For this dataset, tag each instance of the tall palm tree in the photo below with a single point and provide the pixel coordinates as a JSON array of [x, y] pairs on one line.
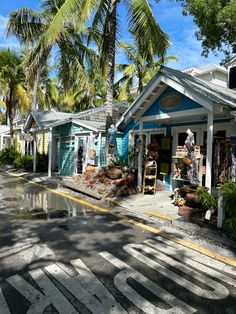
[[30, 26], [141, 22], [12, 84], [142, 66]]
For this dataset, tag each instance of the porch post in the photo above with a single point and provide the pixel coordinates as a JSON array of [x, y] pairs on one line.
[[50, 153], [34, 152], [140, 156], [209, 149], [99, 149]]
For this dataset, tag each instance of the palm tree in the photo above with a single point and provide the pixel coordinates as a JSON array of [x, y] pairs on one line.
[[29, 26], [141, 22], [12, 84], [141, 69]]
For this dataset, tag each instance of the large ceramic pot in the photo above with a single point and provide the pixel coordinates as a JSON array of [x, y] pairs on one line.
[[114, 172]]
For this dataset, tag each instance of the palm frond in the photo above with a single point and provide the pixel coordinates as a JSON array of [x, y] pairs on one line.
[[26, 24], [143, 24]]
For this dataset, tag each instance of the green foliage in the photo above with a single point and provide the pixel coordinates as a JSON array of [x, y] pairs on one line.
------------------------
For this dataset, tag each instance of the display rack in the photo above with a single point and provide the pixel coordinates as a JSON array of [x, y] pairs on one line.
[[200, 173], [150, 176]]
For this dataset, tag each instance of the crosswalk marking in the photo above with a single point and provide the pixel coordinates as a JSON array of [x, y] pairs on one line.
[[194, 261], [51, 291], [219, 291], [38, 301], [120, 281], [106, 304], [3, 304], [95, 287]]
------------------------
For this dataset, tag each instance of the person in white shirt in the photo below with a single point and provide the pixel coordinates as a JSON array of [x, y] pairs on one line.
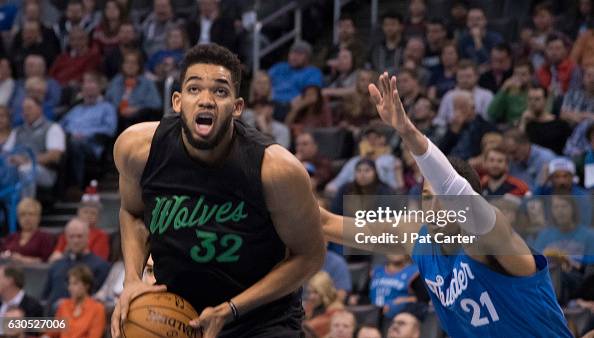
------------------------
Task description:
Reproduce the lines of the entries verbatim, starting at the line that contains "For this dataset, tag each instance of the palm tree" and ending at the line that contains "[[29, 26], [141, 22], [12, 84], [141, 69]]".

Full response:
For this dataset, tag each instance of the palm tree in the photo above with a single point and provide the pixel coordinates as a JSON array of [x, y] pairs on one line.
[[29, 26], [141, 22], [12, 84], [141, 69]]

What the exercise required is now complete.